Quoted text
Source of distress: Frustration at time wasted
Reframe: Everyone has their own way of procrastinating, daydreaming just happens to be ours

When you suddenly realise you’ve zoned out for far longer than you intended, or when you find yourself daydreaming when you’d resolved not to, it’s very easy to be self-critical and to beat yourself up for lacking motivation and willpower. You can fall into the trap of thinking you’d get a lot more done if you didn’t daydream so much. But would you? Almost everyone procrastinates to a certain extent. Other people spend hours binge-watching Netflix or playing video games or mindlessly scrolling through social media. Daydreaming is no different. We all need downtime. It isn’t possible to be productive every waking minute.

Source of distress: Wishing for something that can never be
Reframe: It’s OK to enjoy a novel or movie that isn’t real; daydreams are no different

Sometimes we censor our daydreams. We tell ourselves it’s wrong to imagine something that we know isn’t actually going to happen – whether that’s living in a world populated by wizards and elves, or hoping for a relationship with your crush who’s with someone else. But in the safe space of your imagination, you can do whatever you want. So what if it isn’t going to happen in real life? We read novels and watch movies about things that aren’t real. Why is daydreaming about things that aren’t real any different?

Source of distress: Invalidating yourself
Reframe: Your daydream self is a real and valid version of you

If you become an idealised version of yourself in your daydreams, it can be upsetting to think that the idealised version of you isn’t real. You compare your real-world self to your daydream self and it’s often not a comforting comparison. But that’s because in the real world too many of us care too much about what other people think. We spend so much time trying to be what other people want us to be, that we forget to be ourselves. In our daydreams, we get people to like us by choosing their opinions instead of choosing our behaviour. And that frees us up to be ourselves. The person you become in your daydreams is the person you are in a safe non-judgemental space – isn’t that likely to be the real you?

If you find being a daydreamer distressing, the first thing to realise is that your daydreaming isn’t going anywhere. You can get control over it, you can reduce the amount of time you spend doing it, but you probably can’t eliminate it completely. Sooner or later you will have to make peace with it. Hopefully the reframes presented above can help you start to do just that.

Source data

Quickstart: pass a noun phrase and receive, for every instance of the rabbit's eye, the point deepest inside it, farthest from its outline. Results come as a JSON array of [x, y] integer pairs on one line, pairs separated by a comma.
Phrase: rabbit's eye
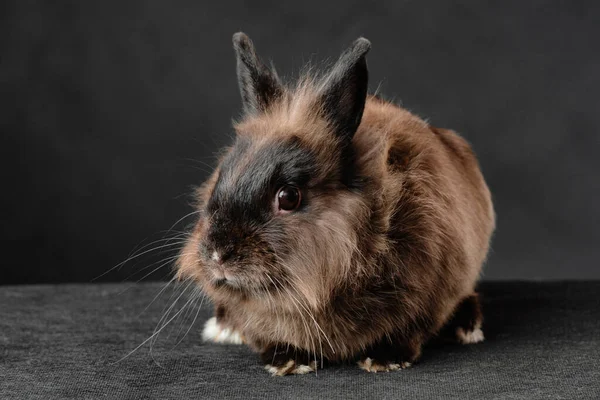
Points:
[[288, 198]]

The task
Quote the passage on daydreaming between "Source of distress: Invalidating" and "the real you?", inclusive. The listing isn't needed for anything here.

Finished answer
Source of distress: Invalidating yourself
Reframe: Your daydream self is a real and valid version of you

If you become an idealised version of yourself in your daydreams, it can be upsetting to think that the idealised version of you isn’t real. You compare your real-world self to your daydream self and it’s often not a comforting comparison. But that’s because in the real world too many of us care too much about what other people think. We spend so much time trying to be what other people want us to be, that we forget to be ourselves. In our daydreams, we get people to like us by choosing their opinions instead of choosing our behaviour. And that frees us up to be ourselves. The person you become in your daydreams is the person you are in a safe non-judgemental space – isn’t that likely to be the real you?